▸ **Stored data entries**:
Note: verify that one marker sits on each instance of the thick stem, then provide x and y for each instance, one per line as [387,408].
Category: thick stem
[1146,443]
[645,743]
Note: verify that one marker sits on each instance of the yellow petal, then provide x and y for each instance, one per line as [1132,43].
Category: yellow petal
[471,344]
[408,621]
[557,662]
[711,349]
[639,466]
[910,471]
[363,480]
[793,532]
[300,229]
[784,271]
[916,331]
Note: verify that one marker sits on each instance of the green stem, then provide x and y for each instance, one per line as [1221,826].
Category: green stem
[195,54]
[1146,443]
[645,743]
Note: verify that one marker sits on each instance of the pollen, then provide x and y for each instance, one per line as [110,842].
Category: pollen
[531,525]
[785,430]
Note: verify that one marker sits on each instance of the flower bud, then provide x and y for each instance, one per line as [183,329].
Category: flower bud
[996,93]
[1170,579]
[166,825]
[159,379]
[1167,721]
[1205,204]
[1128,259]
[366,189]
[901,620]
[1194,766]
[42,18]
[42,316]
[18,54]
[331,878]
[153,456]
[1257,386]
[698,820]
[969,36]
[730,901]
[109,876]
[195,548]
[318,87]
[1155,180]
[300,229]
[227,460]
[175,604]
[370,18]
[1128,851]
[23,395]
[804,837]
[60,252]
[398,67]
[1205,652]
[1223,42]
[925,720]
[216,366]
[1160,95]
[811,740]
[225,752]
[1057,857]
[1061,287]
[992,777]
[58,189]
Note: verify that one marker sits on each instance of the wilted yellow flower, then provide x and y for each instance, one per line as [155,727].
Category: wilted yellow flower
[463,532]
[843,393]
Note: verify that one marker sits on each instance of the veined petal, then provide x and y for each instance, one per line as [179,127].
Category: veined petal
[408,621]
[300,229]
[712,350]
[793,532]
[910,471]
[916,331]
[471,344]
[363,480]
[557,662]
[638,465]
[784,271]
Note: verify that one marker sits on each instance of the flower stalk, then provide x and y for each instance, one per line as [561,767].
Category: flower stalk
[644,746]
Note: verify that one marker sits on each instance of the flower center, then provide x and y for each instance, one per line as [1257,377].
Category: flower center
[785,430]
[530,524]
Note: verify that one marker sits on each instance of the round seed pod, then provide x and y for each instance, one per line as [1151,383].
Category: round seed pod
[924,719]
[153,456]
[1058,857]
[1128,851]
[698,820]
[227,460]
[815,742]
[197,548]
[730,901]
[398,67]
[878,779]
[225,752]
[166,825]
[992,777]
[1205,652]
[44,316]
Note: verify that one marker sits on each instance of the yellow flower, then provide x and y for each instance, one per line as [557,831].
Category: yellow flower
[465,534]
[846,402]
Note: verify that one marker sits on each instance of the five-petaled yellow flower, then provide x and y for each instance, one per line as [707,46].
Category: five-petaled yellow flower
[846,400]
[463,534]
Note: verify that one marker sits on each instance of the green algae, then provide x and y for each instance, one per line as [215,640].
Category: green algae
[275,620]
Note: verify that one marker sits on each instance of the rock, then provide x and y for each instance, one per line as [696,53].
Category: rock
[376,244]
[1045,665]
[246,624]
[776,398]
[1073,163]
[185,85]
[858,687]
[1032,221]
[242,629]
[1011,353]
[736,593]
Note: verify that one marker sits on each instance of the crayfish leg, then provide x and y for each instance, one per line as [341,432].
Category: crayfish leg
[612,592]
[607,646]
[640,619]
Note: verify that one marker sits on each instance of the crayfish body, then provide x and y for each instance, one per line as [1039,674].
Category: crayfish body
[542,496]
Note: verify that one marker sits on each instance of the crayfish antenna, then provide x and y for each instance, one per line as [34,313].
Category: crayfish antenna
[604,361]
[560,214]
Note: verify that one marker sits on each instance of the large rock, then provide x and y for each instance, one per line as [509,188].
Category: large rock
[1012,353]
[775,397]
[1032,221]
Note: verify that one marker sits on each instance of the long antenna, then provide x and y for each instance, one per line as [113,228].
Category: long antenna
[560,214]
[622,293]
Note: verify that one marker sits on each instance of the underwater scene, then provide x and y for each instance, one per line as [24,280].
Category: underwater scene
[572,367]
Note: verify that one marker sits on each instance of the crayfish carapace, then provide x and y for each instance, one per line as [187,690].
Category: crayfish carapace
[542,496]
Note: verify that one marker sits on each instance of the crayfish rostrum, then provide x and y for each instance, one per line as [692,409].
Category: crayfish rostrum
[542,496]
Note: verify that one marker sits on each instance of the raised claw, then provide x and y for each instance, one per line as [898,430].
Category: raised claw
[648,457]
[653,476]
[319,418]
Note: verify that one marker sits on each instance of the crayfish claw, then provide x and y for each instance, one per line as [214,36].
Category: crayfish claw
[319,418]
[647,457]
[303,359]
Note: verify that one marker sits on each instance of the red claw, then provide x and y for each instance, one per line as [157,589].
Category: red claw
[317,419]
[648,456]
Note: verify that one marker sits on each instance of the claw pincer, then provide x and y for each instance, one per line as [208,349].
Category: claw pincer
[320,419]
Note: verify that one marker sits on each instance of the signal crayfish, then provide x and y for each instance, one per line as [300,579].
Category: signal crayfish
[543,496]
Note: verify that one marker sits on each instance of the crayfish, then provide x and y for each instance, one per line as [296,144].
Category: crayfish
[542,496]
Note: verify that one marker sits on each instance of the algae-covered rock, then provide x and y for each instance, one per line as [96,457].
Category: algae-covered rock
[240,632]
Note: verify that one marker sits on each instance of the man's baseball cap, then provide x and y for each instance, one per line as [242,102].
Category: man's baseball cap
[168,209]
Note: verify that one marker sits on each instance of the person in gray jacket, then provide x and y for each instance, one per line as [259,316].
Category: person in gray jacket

▸ **Requirement**:
All entries must be given again exactly.

▸ **Finished exercise**:
Note: verify that one marker sits on each instance of the thick stem, then provide x and y for each instance, one per line as [387,408].
Category: thick stem
[1146,443]
[645,743]
Note: verify that one marker sits on each instance of the yellow petal, then provide x and y for each instance, one per line as [1132,43].
Category: yellow petal
[471,344]
[408,621]
[557,662]
[711,349]
[639,466]
[910,471]
[363,480]
[793,532]
[300,229]
[784,271]
[916,331]
Note: verify that one marker sits on each instance of the green stem, then provide x and y for each instance, one per line as [1221,826].
Category: green stem
[195,54]
[1146,443]
[645,743]
Note: verify that one marker sits on each instance of the pollen, then provide x and y for each instance, one per line as [110,842].
Category: pollen
[531,525]
[785,430]
Note: verify that one marker sits on each instance of the flower bud, then provide x and y for each instance, one per line as [183,329].
Category: flower bud
[996,93]
[1170,579]
[166,825]
[159,379]
[1167,721]
[1205,204]
[1128,259]
[366,189]
[901,620]
[1194,766]
[42,18]
[42,316]
[18,54]
[331,878]
[153,456]
[1257,386]
[698,820]
[969,36]
[730,901]
[109,876]
[195,548]
[318,87]
[1155,180]
[300,229]
[227,460]
[175,604]
[370,18]
[1128,851]
[23,395]
[804,837]
[60,252]
[398,67]
[1205,652]
[1223,42]
[925,720]
[216,366]
[1160,95]
[811,740]
[225,752]
[1057,857]
[1061,287]
[992,777]
[58,189]
Note: verify that one marker sits on each instance of the wilted yellow flower, then provide x and y for each instance, one per line as [155,727].
Category: wilted yellow flower
[463,532]
[843,393]
Note: verify that one marker sits on each instance of the veined petal, then provide x and y for each instance, one per line as [179,127].
Category: veined petal
[408,621]
[300,229]
[712,350]
[793,532]
[910,471]
[916,331]
[471,344]
[363,480]
[557,662]
[638,465]
[784,271]
Note: verify that one marker sits on each instance of the flower stalk, then provide x and y for each instance, one per line as [561,767].
Category: flower stalk
[644,746]
Note: verify that one marker sits on each instance of the flower center, then provide x and y for each instance, one per line as [1257,377].
Category: flower center
[785,430]
[530,524]
Note: verify that one marker sits on each instance of the round seed pod, then provide x and y for each instance, one per line as [1151,383].
Category: round seed pod
[924,719]
[153,456]
[1058,857]
[1128,851]
[698,820]
[227,460]
[815,742]
[197,548]
[730,901]
[398,67]
[878,779]
[225,752]
[166,825]
[992,777]
[1205,652]
[44,316]
Note: verify that one marker sits on each instance of the yellow flower, then provide x and y for each instance, one per line as [557,831].
Category: yellow flower
[465,534]
[846,402]
Note: verify that one marker sits on each instance of the five-petaled yellow flower, then provide x and y for each instance, one per line as [707,46].
Category: five-petaled yellow flower
[846,400]
[463,534]
Note: verify that one marker sits on each instance of the green algae, then provide x and y for each instance, one per line as [215,640].
Category: green algae
[275,620]
Note: verify that one marker sits on each instance of the rock, then provide x and y for each instance, one per line as [696,53].
Category: rock
[376,244]
[1045,665]
[246,624]
[776,398]
[1073,163]
[185,85]
[858,687]
[1032,221]
[242,629]
[1011,353]
[736,593]
Note: verify that one marker sits on each instance of the crayfish leg, then provide x and y for each instance, one per line as [341,432].
Category: crayfish leg
[612,592]
[607,646]
[640,619]
Note: verify that one marker sits on each instance of the crayfish body, then provide x and y for each instance, one per line as [1039,674].
Category: crayfish body
[542,496]
Note: verify that one marker sits on each instance of the crayfish antenna, then provide x and y for each instance, one per line as [34,313].
Category: crayfish antenna
[604,361]
[560,214]
Note: verify that one marker sits on each instance of the large rock, then provide x and y for each instance, one per line as [509,188].
Category: large rock
[1012,353]
[775,397]
[1032,221]
Note: verify that one marker sits on each instance of the long antenna, then provide x and y for each instance, one per line as [113,228].
Category: long antenna
[560,214]
[622,293]
Note: verify that one marker sits on each instance of the underwater scene, then provide x and y for each instance, one per line as [24,280].
Category: underwater scene
[572,367]
Note: verify that one marker sits on each instance of the crayfish carapace, then provide x and y for each instance, one per line as [187,690].
Category: crayfish carapace
[542,496]
Note: verify that one marker sits on each instance of the crayfish rostrum, then provide x and y for each instance, one per line as [692,409].
Category: crayfish rostrum
[542,496]
Note: verify that one marker sits on each instance of the raised claw, then provide x and y for each instance, one per line as [898,430].
Category: raised claw
[648,457]
[653,476]
[319,418]
Note: verify that one marker sits on each instance of the crayfish claw, then provide x and y for each instance, one per line as [214,36].
Category: crayfish claw
[319,418]
[647,457]
[303,359]
Note: verify that one marker sits on each instance of the red claw, then provide x and y for each instance, one per line as [157,589].
Category: red claw
[317,419]
[648,456]
Note: verify that one marker sits on each instance of the claw pincer, then provide x and y for each instance, one per line as [208,349].
Category: claw pincer
[320,419]
Note: verify that one marker sits on each instance of the signal crayfish, then provide x and y for each instance, one per line as [300,579].
Category: signal crayfish
[543,496]
Note: verify that one marker sits on each instance of the crayfish, then provide x and y for each instance, one per line as [296,144].
Category: crayfish
[542,496]
Note: verify that one marker sits on each instance of the algae-covered rock, then provide x and y for each instance, one per line as [96,457].
Category: algae-covered rock
[240,632]
Note: verify that one marker sits on each instance of the man's baseball cap, then provide x and y for each instance, one per line as [242,102].
Category: man's baseball cap
[168,209]
Note: verify that one marker sits on each instance of the person in gray jacket, then provide x and y for each instance, one per line as [259,316].
Category: person in gray jacket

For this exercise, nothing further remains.